◆ **FRAGMENTO DEL DOCUMENTO**
=======

DIOS HACE, EL HOMBRE SE DEJA HACER
Hubo una vez, hace mucho ,mucho tiempo
un obispo que dio mucha luz a mi vida.
Cuando lo conocí vi en él algo distinto. Su cercanía y espontaneidad
con los niños a los que llamaba la atención el gran crucifijo que colgaba de su
pecho y que él les mostraba dejando que
lo besaran. Fue la persona que nos firmó un hermanamiento que mi parroquia
realizó con una misionera de Bolivia, en la que emprendimos un hermoso proyecto
misionero.
Su cara ya me sonaba, yo había trabajado un verano en el norte de
España, como niñera con una familia que
el visitó pues debían tener amistad o ser familiares. Era la primera vez que yo
veía a un Obispo visitar a una familia y jugar con los más pequeños de la casa.
Al paso del tiempo, coincidió con aquel hermanamiento que os he contado. Y ahí
fue, que un buen día, decidí escribirle para contarle una inquietud que crecía
en mi corazón; el de crear un pueblo donde una comunidad cristiana viviéramos
en acogida de los más necesitados y en clave de misión.
Desarrollé aquel proyecto durante meses, hasta que tuve un boceto de la
idea, y se la envié con una carta de presentación.
Supuse, que si aquello no era de Dios, la carta pasaría desapercibida o
que incluso me contestaría algo así como; “déjate de bobadas y sigue una vida
normal.” Sin embargo, ocurrió, que su secretaria, me llamó por teléfono para
darme una cita, ya que Don Eugenio Romero Pose quería hablar conmigo
personalmente.
Aquel encuentro marcó un antes y un después en mi vida; porque… ¿Quién
era yo para que un obispo me recibiera? Pero lo más sorprendente para mí fue
que lejos de espachurrarme aquella inquietud, despejó todos los peros que yo
iba poniéndole, hasta dejarme sin palabras. Verdaderamente, aquel Obispo, me
estaba invitando a poner por obra aquello que había escrito. Me animó a una
conversión radical, a dejarme guiar por el Espíritu Santo, a no perder el
espíritu misionero… y confiar en Dios. Si era de El… pondría los medios. Lo
importante, era empezar por lo pequeño y dejarse hacer por Dios.
No os creáis que aquella conversación quedó en unas palabras de ánimo.
No. Don Eugenio, se convirtió en un amigo, que me acompañó y asesoró durante
los cinco años siguientes en los que seguí trabajando y orando por la fundación
de aquel proyecto. Todos los años quedábamos y charlaba conmigo. Cuando esto no
se pudo hacer, le escribía contando mi
proceso junto a los pasos que iba dando
para encontrar mi vocación. Ya que fuera del proyecto, busqué en sitios que ya
estaban constituidos.

=======

◆ **TAREAS POR REALIZAR**
a – En el relato sobre el obispo, ¿a qué animó el obispo a quien narra durante aquel encuentro? Enumera todo.
b – Reproduce tal cual el fragmento del relato sobre el obispo que va desde "Aquel encuentro marcó" hasta "hacer por Dios.".
c – Prosigue el relato sobre el obispo a partir del punto en que se detiene.
El listado no guarda ninguna relación con el relato sobre el obispo.

=======

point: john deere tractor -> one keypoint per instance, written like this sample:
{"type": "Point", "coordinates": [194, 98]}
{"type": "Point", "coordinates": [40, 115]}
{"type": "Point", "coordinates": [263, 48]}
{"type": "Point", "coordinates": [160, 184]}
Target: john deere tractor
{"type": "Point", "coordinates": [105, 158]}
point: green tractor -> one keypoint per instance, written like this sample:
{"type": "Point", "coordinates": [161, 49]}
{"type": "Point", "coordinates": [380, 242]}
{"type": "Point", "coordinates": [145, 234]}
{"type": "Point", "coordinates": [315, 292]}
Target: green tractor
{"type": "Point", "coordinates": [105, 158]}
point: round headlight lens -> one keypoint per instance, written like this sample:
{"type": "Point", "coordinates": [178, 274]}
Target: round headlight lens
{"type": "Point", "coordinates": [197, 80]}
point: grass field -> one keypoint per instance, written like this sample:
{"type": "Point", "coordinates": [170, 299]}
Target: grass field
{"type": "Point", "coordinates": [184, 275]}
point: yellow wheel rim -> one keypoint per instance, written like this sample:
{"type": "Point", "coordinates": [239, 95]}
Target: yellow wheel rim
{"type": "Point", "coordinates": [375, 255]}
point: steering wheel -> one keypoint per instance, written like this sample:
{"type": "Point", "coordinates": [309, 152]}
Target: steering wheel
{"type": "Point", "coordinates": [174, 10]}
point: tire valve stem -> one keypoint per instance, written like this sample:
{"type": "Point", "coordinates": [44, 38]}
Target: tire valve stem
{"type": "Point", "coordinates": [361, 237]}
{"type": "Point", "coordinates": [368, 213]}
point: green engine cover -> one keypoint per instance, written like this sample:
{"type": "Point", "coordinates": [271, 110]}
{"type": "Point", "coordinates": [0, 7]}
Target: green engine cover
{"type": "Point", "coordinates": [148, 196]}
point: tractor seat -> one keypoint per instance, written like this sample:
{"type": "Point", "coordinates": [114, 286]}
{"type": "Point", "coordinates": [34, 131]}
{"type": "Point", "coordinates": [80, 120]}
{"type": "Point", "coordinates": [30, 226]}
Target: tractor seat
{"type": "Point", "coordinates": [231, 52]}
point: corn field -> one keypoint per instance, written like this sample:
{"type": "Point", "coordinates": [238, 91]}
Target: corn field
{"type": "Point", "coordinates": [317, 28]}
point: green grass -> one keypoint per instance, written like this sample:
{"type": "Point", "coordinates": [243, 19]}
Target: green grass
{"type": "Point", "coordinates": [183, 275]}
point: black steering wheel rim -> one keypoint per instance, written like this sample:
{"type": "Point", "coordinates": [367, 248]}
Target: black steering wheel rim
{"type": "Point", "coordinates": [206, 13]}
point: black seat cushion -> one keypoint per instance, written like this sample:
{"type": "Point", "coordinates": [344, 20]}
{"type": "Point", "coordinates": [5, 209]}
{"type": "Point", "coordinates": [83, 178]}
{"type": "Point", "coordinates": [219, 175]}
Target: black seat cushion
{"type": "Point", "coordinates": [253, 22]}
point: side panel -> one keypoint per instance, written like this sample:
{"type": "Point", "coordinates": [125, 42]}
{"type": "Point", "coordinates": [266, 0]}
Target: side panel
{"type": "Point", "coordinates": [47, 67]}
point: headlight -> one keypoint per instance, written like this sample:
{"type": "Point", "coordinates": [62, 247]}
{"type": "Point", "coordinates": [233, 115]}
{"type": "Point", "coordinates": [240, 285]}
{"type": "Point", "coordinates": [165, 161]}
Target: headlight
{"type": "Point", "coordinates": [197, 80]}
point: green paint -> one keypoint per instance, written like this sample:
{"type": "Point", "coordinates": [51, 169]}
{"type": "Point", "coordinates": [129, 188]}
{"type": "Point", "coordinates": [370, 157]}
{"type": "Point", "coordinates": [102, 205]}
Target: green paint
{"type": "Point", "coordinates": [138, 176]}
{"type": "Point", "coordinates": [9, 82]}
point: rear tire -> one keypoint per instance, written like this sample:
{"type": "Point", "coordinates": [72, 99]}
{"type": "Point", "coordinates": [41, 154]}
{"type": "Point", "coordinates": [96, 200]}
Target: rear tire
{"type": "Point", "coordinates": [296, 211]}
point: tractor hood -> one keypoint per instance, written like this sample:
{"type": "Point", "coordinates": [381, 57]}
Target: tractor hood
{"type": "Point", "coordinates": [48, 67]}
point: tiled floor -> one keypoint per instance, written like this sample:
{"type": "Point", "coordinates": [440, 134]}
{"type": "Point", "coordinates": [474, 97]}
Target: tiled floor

=======

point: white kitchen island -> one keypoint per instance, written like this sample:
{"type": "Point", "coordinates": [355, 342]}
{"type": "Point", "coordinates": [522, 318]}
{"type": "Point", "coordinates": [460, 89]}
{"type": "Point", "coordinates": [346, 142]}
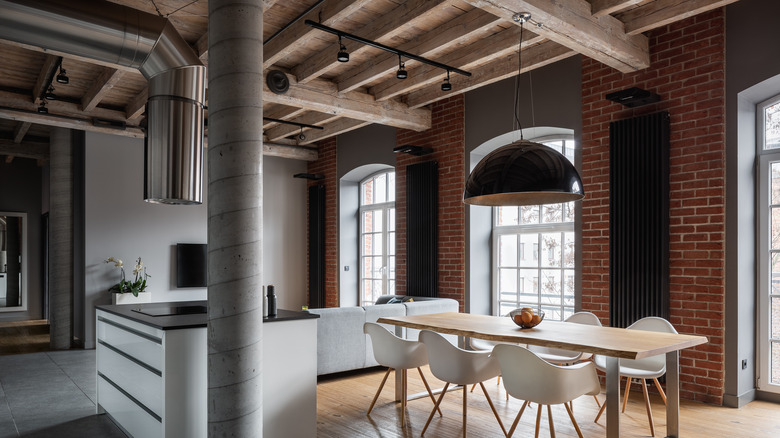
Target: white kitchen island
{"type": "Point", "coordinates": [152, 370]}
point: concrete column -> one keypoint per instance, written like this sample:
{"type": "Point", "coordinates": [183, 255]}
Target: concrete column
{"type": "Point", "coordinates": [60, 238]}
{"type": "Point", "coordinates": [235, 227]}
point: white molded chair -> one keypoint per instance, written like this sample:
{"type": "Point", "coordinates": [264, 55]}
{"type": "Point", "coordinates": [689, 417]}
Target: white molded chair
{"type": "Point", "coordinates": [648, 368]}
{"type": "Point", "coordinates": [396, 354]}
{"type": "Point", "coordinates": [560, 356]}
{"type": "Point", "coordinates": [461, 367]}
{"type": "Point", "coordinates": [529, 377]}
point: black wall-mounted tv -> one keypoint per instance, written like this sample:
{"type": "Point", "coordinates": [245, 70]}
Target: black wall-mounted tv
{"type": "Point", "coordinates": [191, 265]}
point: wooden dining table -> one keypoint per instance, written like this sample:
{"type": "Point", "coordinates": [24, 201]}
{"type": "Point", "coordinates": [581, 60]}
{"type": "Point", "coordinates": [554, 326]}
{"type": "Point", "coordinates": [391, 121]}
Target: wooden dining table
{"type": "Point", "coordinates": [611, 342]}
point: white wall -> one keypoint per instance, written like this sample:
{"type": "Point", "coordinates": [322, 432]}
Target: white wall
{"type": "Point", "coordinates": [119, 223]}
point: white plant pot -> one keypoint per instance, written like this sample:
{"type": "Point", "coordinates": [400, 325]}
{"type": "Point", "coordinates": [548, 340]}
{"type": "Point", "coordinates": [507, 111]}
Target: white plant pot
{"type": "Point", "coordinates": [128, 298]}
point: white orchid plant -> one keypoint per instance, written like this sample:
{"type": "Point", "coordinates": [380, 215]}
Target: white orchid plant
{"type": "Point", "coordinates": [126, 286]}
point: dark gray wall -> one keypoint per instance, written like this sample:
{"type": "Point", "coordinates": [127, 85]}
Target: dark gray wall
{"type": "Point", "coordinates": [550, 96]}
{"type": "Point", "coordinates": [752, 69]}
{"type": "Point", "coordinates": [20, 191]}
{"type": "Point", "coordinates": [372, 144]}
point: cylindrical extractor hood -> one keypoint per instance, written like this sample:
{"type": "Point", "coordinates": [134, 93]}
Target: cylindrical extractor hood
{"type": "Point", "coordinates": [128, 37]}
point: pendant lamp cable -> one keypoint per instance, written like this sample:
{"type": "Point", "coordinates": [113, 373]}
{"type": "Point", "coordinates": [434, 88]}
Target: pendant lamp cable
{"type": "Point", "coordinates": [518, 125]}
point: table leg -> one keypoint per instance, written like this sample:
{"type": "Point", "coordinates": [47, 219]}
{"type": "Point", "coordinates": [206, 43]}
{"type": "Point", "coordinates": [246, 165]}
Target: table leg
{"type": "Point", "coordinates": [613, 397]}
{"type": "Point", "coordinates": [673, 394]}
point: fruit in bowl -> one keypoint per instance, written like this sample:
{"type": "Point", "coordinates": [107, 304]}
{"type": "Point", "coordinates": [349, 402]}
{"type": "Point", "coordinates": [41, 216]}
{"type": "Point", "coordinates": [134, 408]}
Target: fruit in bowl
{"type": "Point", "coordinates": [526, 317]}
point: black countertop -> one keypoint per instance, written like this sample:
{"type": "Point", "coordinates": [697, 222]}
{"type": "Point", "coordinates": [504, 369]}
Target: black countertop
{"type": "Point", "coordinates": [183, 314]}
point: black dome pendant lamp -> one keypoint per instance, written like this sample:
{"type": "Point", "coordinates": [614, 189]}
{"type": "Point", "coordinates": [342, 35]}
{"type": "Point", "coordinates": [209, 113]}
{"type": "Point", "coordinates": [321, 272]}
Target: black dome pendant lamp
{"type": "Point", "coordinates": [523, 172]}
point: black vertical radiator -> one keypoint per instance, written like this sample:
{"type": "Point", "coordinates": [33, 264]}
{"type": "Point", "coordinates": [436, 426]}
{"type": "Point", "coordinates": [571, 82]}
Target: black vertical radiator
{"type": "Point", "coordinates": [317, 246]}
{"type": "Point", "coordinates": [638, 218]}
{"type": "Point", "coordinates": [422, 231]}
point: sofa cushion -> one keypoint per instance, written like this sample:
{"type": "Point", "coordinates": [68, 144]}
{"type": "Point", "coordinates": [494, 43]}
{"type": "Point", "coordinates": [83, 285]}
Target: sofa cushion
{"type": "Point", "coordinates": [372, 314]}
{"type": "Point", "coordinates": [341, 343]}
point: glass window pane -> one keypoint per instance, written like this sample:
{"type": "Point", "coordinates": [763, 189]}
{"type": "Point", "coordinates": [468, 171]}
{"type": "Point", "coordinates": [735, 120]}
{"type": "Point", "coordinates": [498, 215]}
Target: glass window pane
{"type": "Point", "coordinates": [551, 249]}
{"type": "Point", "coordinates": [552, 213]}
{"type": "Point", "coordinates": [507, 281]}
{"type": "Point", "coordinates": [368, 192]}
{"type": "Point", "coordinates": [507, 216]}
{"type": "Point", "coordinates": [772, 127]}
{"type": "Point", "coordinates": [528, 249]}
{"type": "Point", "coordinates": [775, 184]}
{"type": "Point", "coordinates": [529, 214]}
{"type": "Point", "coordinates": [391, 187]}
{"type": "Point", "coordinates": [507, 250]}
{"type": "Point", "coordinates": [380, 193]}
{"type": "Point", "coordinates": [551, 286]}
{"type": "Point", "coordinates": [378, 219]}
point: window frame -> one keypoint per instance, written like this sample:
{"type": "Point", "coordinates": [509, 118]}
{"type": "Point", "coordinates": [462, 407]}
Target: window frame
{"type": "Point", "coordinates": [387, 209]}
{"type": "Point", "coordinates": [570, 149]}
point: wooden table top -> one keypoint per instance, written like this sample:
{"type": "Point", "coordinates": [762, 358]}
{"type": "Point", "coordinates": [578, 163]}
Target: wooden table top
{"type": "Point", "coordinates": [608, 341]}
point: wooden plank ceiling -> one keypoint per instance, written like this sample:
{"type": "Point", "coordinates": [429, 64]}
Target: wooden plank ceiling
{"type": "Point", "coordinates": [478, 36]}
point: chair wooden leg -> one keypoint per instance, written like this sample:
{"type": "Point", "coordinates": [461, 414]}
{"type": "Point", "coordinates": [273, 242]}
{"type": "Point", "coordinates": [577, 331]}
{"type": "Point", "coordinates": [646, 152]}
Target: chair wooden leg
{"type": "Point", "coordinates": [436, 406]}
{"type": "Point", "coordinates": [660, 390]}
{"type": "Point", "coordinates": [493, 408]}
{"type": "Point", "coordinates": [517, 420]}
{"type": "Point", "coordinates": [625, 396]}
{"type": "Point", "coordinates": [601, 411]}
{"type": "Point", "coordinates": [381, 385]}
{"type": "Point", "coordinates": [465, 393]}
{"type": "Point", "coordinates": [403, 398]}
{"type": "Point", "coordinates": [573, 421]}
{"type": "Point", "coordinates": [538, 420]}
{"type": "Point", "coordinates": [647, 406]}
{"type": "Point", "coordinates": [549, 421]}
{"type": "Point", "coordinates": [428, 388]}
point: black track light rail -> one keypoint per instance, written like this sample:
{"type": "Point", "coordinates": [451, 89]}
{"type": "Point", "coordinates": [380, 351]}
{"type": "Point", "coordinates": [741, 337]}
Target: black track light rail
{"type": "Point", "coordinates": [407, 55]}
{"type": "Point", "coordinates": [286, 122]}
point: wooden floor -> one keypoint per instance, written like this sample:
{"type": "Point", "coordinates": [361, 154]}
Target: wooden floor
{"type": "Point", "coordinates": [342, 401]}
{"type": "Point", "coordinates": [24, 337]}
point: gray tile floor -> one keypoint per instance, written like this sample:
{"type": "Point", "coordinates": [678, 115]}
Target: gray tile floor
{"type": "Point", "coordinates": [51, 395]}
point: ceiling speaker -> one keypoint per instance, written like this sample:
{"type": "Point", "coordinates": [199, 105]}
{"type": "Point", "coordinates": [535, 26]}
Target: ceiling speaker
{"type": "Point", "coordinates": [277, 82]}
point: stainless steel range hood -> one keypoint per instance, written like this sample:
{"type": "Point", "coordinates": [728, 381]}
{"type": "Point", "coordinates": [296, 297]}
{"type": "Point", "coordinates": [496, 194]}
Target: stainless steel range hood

=======

◆ **RESPUESTAS POR TAREA**
a –
- A una conversión radical
- A dejarse guiar por el Espíritu Santo
- A no perder el espíritu misionero
- A confiar en Dios

b –
Aquel encuentro marcó un antes y un después en mi vida; porque… ¿Quién
era yo para que un obispo me recibiera? Pero lo más sorprendente para mí fue
que lejos de espachurrarme aquella inquietud, despejó todos los peros que yo
iba poniéndole, hasta dejarme sin palabras. Verdaderamente, aquel Obispo, me
estaba invitando a poner por obra aquello que había escrito. Me animó a una
conversión radical, a dejarme guiar por el Espíritu Santo, a no perder el
espíritu misionero… y confiar en Dios. Si era de El… pondría los medios. Lo
importante, era empezar por lo pequeño y dejarse hacer por Dios.

c –
El año que regresé a Madrid, después de dos años de prueba con un
movimiento, me enteré que estaba
enfermo. Nada menos que cáncer terminal.
Pensé que no me recibiría. Que tendría muchas cosas que hacer antes de
morir que verme a mí. Pero lo hizo. Y
subiendo a su despacho, en el ascensor,
(el venía de una reunión) me comentó:
-Silvia… estas reuniones que hacemos los obispos no sirven para nada.
Son una pérdida de tiempo… Voy a contarte lo que de verdad importa en esta
vida…
Y aquel Obispo, comenzó a emitir luz en sus palabras. Una luz con sabor
a eternidad. Llena de un amor a Dios incalculable, que me hacían desear ser
Santa. Una luz entrañable, donde aquel obispo (que unos años después supe lo realmente
importante que era), me estaba regalando
a mí, que no era nadie, un pedacito de eternidad. Y supe, lo supe muy bien… que
se estaba despidiendo ya de este mundo, de las cosas de la tierra y de mi… tan
sólo unas semanas después, acudí a su funeral. Y lloré. Lloré más que una
magdalena. Porque un padre se me iba, y lo confieso; por primera vez en mi
vida, me sentí huérfana.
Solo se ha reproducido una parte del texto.